§ Exercise passage:

*** Begin section ***

New research shows lower blood pressure levels offer stronger, long-term protection from disease

26-Nov-2025

Key points from article :

Blood-pressure targets have steadily fallen over the past several decades, prompting claims that pharmaceutical companies are driving the change. But historical evidence shows the opposite: early medical texts from the 1940s set the bar for “high” blood pressure extremely high—around 180/110—and only worried about hypertension once it caused visible damage. Yet actuarial data from 1925, based on over 700,000 life-insurance records, had already revealed that elevated blood pressure strongly predicted early death, and the risk rose steadily with each increase in pressure.

Scientific momentum shifted with the launch of the Framingham Heart Study in 1948, which found by 1957 that high blood pressure alone significantly increased the risk of heart disease. This led to the first U.S. guidelines in 1977 and a gradual lowering of thresholds through the 1980s and 1990s. A major 2003 analysis in The Lancet, pooling one million adults, showed that cardiovascular risk continues to drop even below the long-established 140 mmHg cutoff—down to at least 115—suggesting that earlier targets were still too high to be fully protective.

*** End section ***

§ Exercise tasks:
a – List every individual year (not decades) that the blood pressure article mentions.
b – According to the blood pressure article, what level did medical texts from the 1940s set as the bar for "high" blood pressure?

Data excerpts
*** Begin section ***

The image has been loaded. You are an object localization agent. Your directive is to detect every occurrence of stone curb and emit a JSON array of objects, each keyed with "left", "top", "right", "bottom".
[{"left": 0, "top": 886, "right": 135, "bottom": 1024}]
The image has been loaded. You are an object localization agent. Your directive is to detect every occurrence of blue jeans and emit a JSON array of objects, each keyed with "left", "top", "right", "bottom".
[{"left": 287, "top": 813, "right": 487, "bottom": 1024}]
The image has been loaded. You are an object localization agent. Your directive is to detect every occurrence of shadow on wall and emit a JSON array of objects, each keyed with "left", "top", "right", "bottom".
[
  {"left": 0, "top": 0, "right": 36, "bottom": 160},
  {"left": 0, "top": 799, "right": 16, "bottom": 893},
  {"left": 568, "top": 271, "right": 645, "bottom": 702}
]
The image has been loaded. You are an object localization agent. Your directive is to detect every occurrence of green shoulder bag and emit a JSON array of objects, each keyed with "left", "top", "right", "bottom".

*** End section ***
*** Begin section ***

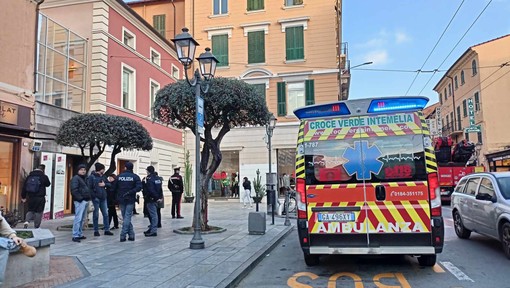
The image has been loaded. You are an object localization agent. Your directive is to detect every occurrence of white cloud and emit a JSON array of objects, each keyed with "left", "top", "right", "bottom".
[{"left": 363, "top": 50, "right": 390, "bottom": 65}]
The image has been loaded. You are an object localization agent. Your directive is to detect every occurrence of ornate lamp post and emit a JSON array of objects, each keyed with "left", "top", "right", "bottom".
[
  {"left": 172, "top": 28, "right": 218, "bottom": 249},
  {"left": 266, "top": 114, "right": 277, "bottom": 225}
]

*** End section ***

§ Activity answers:
a – 1925, 1948, 1957, 1977, 2003

b – Around 180/110.